(Records from a dataset)
◇ ◇ ◇ ◇ ◇
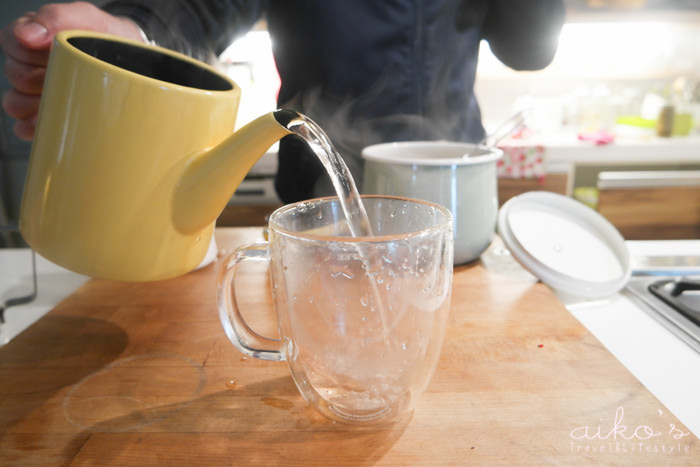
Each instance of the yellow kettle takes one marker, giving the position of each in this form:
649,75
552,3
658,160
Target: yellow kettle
134,157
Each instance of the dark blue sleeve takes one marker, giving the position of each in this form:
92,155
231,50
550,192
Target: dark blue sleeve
199,28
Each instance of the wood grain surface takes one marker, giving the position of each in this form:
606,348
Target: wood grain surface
143,374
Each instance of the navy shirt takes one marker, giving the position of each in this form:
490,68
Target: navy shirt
366,71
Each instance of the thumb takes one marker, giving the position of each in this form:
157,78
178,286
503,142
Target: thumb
33,34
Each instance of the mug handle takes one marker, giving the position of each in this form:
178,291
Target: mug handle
242,336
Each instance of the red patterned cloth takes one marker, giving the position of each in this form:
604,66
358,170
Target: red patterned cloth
522,162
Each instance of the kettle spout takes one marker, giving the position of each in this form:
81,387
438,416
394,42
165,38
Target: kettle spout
211,177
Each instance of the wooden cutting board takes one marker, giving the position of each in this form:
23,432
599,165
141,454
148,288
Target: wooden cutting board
142,374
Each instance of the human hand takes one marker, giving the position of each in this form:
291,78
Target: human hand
26,43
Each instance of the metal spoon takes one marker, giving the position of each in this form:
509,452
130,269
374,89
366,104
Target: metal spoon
507,128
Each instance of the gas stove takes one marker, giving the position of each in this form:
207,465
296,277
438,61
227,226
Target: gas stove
674,301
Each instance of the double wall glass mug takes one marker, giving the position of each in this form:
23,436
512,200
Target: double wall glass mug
361,319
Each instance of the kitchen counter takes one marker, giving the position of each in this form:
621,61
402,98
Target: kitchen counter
564,150
124,374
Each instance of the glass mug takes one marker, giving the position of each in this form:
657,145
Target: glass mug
361,319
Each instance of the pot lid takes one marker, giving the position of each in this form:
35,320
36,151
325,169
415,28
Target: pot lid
566,244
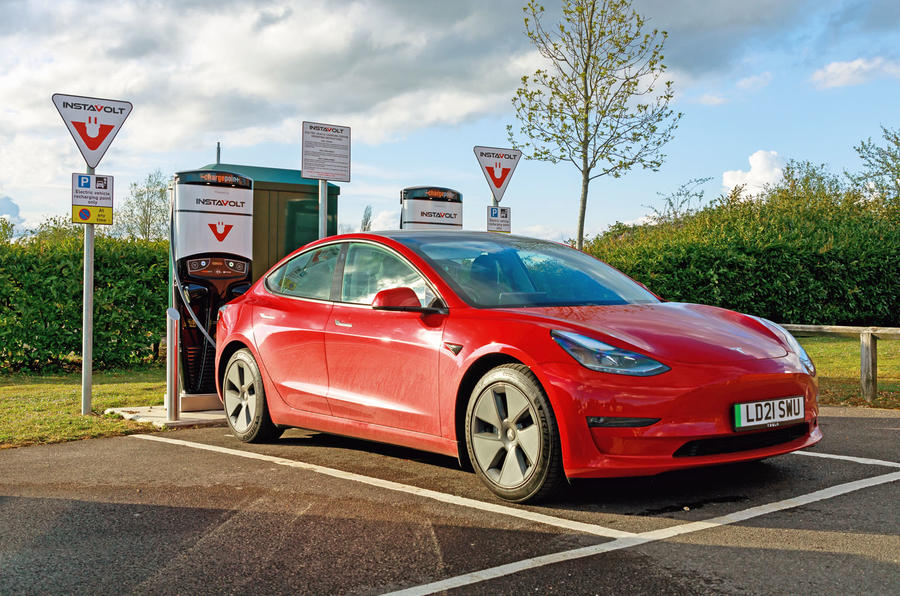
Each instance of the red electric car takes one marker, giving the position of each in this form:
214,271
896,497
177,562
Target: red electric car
527,359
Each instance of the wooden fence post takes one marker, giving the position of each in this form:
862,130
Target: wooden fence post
868,366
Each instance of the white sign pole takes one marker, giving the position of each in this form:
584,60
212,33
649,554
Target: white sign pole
87,319
323,208
93,123
325,155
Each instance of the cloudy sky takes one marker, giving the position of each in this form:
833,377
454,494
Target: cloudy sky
422,82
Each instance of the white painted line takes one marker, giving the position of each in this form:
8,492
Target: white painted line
652,536
531,516
858,460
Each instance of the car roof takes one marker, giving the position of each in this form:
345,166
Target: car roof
404,236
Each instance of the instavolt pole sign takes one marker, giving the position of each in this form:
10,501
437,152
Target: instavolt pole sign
93,123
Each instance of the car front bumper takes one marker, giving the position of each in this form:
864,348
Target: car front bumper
694,406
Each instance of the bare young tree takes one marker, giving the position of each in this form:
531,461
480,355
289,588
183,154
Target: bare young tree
145,212
601,102
366,223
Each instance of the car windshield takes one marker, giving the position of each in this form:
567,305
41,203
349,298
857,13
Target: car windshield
520,272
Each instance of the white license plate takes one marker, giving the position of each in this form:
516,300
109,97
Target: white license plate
767,414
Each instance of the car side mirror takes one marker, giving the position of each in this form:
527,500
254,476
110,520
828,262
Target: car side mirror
403,299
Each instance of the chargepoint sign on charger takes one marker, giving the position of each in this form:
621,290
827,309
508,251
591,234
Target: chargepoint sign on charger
213,218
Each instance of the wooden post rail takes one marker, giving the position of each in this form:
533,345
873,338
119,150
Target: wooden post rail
868,349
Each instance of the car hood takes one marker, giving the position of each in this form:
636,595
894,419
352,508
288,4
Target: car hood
671,331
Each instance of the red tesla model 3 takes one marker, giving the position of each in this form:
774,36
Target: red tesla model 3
527,359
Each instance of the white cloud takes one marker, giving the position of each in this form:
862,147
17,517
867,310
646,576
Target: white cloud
386,220
241,74
765,168
754,82
10,210
854,72
712,100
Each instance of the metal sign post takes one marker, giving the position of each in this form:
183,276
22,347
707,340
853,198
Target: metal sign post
93,123
325,156
87,318
497,165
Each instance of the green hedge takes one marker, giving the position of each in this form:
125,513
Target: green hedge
41,297
810,251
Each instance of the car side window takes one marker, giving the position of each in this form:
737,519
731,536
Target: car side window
◇ ◇ ◇ ◇ ◇
WHAT TO PRODUCE
Print all entries exactly, without images.

ANSWER
Each instance of the yellow kettle takes one marker, giving the position of each in this form:
649,75
552,3
658,160
Target: yellow kettle
134,157
Each instance of the dark blue sleeve takes one marker, giving the position of each in this form:
92,155
231,50
550,192
Target: dark blue sleeve
199,28
Each instance of the wood grain surface takes one marker, giving the position of each in this form:
606,348
Target: wood grain surface
143,374
Each instance of the navy shirt takes one marker, giving the position of each in this form:
490,68
Target: navy shirt
366,71
Each instance of the thumb takes one marker, giving the position of each in this form:
157,78
178,286
503,142
Target: thumb
33,34
Each instance of the mug handle takes one marker, giving the position of each in this form:
178,291
Target: mug handle
242,336
Each instance of the red patterned cloth takes one marker, giving the position of each in this form:
604,66
358,170
Target: red patterned cloth
522,162
Each instance of the kettle spout takes one marker, giving the position of each in this form:
81,387
438,416
394,42
165,38
Target: kettle spout
211,177
Each instance of the wooden cutting board takes one marker, giving the position of each in this form:
23,432
599,165
141,454
148,288
Target: wooden cutting board
142,374
Each instance of the human hand takes one marker, giving the position of each in this form:
291,78
Target: human hand
26,43
Each instance of the metal spoon takes one marker, giving the position of each in this form:
509,452
130,269
374,89
366,104
Target: metal spoon
507,128
Each instance of the gas stove takes one marker, giving the position of each in this form:
207,465
296,277
438,61
227,226
Target: gas stove
674,301
Each instance of the double wall glass mug takes one marker, giving the position of each in this form:
23,436
512,200
Target: double wall glass mug
361,319
Each instance of the kitchen counter takes one marker, giving the position of each in this form:
621,61
402,98
Target: kitchen counter
564,150
124,374
Each instance of the glass mug takes one marker, giving the position of each in this form:
657,145
Target: glass mug
361,319
Each instance of the pot lid takes one marker, giving the position of each in this form:
35,320
36,151
325,169
415,28
Target: pot lid
566,244
Each instance of the red electric car takes one marker, giving the position of each in this form:
214,271
896,497
177,562
Target: red electric car
527,359
Each instance of the wooden fence post takes one marker, giving the position of each in this form:
862,130
Target: wooden fence post
868,366
Each instance of the white sign pole takes one marker, giving the position of each in this form:
584,60
212,33
649,554
Target: white sign pole
87,319
323,208
93,123
325,155
Each instance of the cloudy sky takes one marker, giving the position of each in this form:
833,377
454,494
Target: cloudy sky
422,82
Each instance of the white painted line takes one marker, giving the position of each in this form:
8,492
Target: white painted line
652,536
531,516
858,460
Each instance of the car roof takes one marker, giving the position of each in this form:
345,166
Target: car roof
404,236
Each instance of the instavolt pole sign takes one marker, giving the position of each in this form:
10,501
437,152
Target: instavolt pole sign
93,123
Each instance of the car front bumper takes one marker, giving the position of each in this form:
864,348
Target: car front bumper
694,406
Each instance of the bare young tree takes one marker, giving the position of each in this form:
531,461
480,355
289,588
183,154
Target: bare young tree
145,212
601,102
366,223
Each instance of the car windshield takes one marker, giving the position of each in this form:
567,305
41,203
349,298
857,13
Target: car windshield
520,272
Each instance of the white license plate takes one marker, giving the position of each in this form:
516,300
109,97
Target: white license plate
767,414
Each instance of the car side mirror takes one marker, giving the position of each in this form:
527,500
254,476
110,520
828,262
Target: car side mirror
403,299
Each instance of the chargepoint sign on charger takes one marker, giving the position of each in this form:
621,290
827,309
508,251
591,234
Target: chargepoint sign on charger
213,218
Each instance of the wooden post rail takes one marker, giving the position of each in this form:
533,345
873,338
119,150
Target: wooden post rail
868,349
Each instance of the car hood takes one marker, giving the position of each in this form:
636,595
894,419
352,508
288,4
Target: car hood
671,331
Each instance of the red tesla model 3 takes one marker, giving the position of each in this form:
774,36
Target: red tesla model 3
527,359
Each instance of the white cloud takes one marker, giving the position of each in this form:
862,147
17,517
867,310
646,576
Target: white cloud
386,220
241,74
765,168
754,82
10,210
854,72
712,100
Each instance of the metal sign post takes one marker, giving the position of each in this form:
183,276
22,347
707,340
853,198
Target: metal sign post
93,123
325,156
87,318
497,165
Each instance of the green hedge takes one marker, giving the position of each in this form:
125,513
Target: green hedge
41,297
810,251
Each instance of the car side window takes one marker, giving the position of each in this form:
737,519
731,536
Target: car side window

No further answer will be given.